Output, exactly and in full, only the lines from the one containing "holes by even-odd" to the last line of the data. Pictures should not appear.

__DATA SHOWN__:
BEGIN

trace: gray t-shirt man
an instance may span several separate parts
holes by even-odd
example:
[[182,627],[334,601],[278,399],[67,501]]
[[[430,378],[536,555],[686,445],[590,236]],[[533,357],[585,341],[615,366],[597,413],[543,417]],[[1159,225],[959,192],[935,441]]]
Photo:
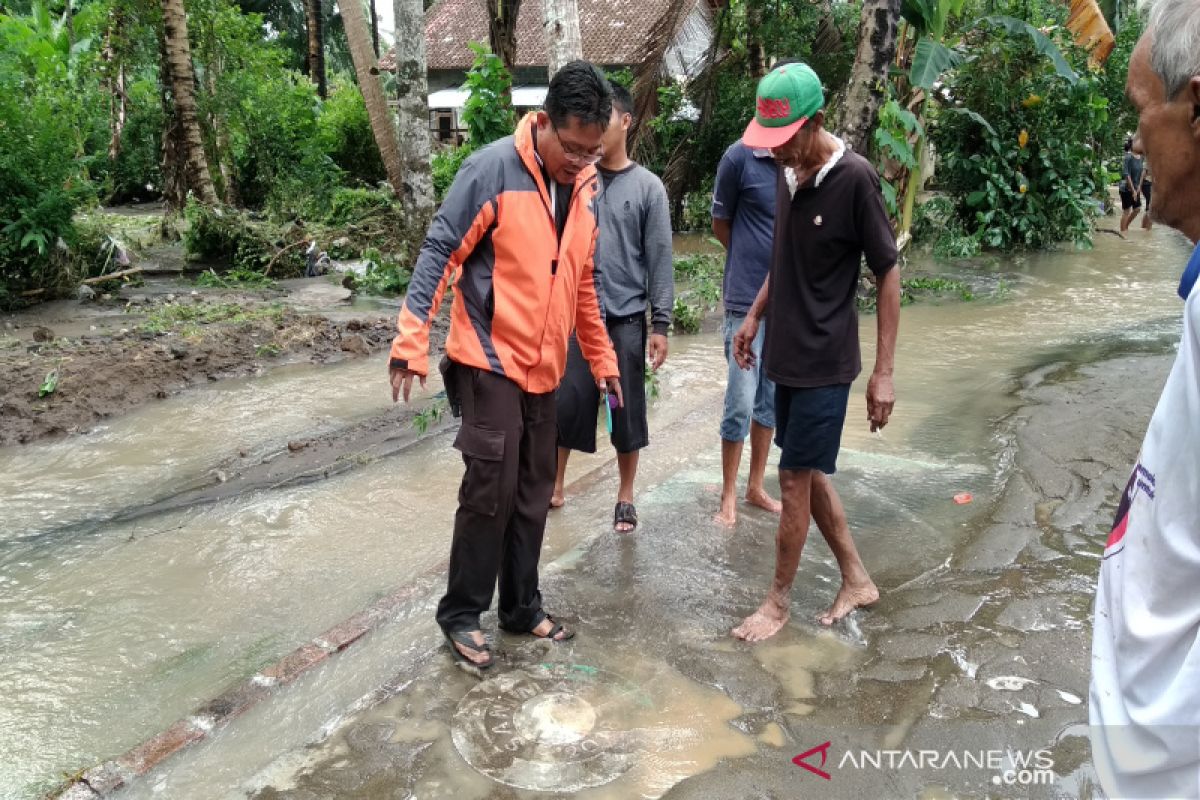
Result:
[[666,335],[675,303],[667,190],[640,164],[598,172],[595,261],[605,316],[628,317],[649,305],[653,332]]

END

__RESPONSE TO THE EXERCISE__:
holes by even-odd
example:
[[182,627],[334,601],[278,399],[67,501]]
[[[430,378],[536,555],[686,445],[590,236]],[[533,357],[585,341],[615,366],[597,413],[543,417]],[[1159,225],[959,192],[935,441]]]
Photo:
Result:
[[666,335],[675,303],[667,190],[640,164],[598,172],[595,261],[605,316],[628,317],[649,305],[653,332]]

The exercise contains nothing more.